- [Text under study]
....................

Self-sufficiency standard changing how we think about poverty
SOUTH BEND, Ind. (WNDU) - Overlooked and uncounted. That’s how REAL Services describes the people who struggle to make ends meet but also don’t fall below the poverty line.
On Wednesday, REAL Services partnered with Indiana Community Action Association to better understand what poverty looks like in our community in 2023.
Those falling under the poverty line often qualify for federal resources to help them meet their basic needs. However, there are still plenty of people who fail to make ends meet that live above the poverty line.
This conversation aimed to rework the traditional definition of poverty so those right on the edge aren’t being left behind.
For decades, the official poverty measure has been used to qualify people for resources that will help them get by. However, this figure tends to be much lower than the true cost of basic needs.
For example, a family of two making roughly $20,000 a year doesn’t meet poverty qualifications anywhere in the Hoosier state, whether they live in Indianapolis or South Bend.
“I think people would be surprised by the extent to which things like childcare and housing — putting all those pieces together — the extent that it takes to truly be self-sufficient and not require some support as a family,” said Indiana Community Action Association Director Dr. Erin Macey.
While the official poverty measure is a calculation based on estimated food costs for a family to get by on, a self-sufficiency standard considers where you live, your race, gender, and abilities, medical debt, and other societal factors to make ends meet estimates specific to a particular family’s situation.
“We use a tool called the self-sufficiency standard to really look at who struggles in Indiana and really understand what it takes for a family to make ends meet without public or private assistance,” Dr. Macey said.
While federal assistance will still rely on the official poverty measure, introducing the self-sufficiency standard to our community could lead to strategies that fill in the gaps for struggling families that don’t qualify for poverty assistance.
“That’s the reason we invited funders to the conversation to say, ‘We want to take a different view’. We’re not going to say, ‘That’s not our problem, we have to abide by those rules.’ Sometimes you need to rewrite the rules, or develop systems that work outside the rules,” said REAL Services President & CEO Karla Fales.
Some of the people in attendance on Wednesday included South Bend Common Council President Sharon McBride, childcare administrators, and housing professionals.

....................

- [Point location data]

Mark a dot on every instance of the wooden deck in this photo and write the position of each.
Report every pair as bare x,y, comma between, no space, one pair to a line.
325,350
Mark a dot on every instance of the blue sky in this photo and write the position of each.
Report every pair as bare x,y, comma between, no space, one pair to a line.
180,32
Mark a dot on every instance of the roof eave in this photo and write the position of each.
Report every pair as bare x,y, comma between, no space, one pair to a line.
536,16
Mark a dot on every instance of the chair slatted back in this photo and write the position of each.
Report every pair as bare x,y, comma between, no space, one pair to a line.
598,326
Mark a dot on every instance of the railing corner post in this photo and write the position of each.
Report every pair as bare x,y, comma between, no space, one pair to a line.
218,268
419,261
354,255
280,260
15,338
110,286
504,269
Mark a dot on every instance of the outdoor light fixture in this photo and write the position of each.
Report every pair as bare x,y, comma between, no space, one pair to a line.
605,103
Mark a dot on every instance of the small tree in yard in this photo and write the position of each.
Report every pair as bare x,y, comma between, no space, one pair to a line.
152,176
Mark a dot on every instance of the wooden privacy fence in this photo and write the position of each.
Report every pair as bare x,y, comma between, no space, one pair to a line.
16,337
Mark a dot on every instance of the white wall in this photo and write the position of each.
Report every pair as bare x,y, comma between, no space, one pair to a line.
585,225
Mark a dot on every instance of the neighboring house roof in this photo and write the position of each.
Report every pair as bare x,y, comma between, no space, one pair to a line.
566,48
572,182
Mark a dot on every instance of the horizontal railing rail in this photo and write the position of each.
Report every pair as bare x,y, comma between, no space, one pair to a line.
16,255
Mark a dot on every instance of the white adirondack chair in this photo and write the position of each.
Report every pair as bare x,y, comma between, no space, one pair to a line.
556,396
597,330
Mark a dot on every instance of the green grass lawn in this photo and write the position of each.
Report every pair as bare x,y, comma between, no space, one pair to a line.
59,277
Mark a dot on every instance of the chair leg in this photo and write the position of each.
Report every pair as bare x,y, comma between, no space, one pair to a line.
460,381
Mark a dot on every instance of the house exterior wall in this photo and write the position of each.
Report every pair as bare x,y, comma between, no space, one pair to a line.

....................

- [Your tasks]
A) Answer these questions from the article on the self-sufficiency standard:
(i) Which two organizations partnered on Wednesday?
(ii) What is the official poverty measure calculated from?
(iii) What title does Karla Fales hold?
B) Decide whether each statement agrees with the article on the self-sufficiency standard. Answer yes or no for each and quote the article's deciding words.
(i) A family of two earning roughly $20,000 a year meets poverty qualifications in South Bend.
(ii) Federal assistance will move from the official poverty measure to the self-sufficiency standard.
(iii) Childcare administrators were among Wednesday's attendees.
C) Using the article on the self-sufficiency standard, explain in one to three sentences why REAL Services invited funders to the conversation.

- [Solution list]
A)
(i) REAL Services and Indiana Community Action Association.
(ii) Estimated food costs for a family to get by on.
(iii) President & CEO of REAL Services.

B)
(i) No: "doesn’t meet poverty qualifications anywhere in the Hoosier state, whether they live in Indianapolis or South Bend."
(ii) No: "federal assistance will still rely on the official poverty measure"
(iii) Yes: "childcare administrators, and housing professionals."

C) Introducing the self-sufficiency standard could lead to strategies that fill in the gaps for struggling families that don't qualify for poverty assistance. Funders were invited so they would take a different view instead of abiding by the existing rules. According to Karla Fales, sometimes the rules need to be rewritten, or systems need to work outside them.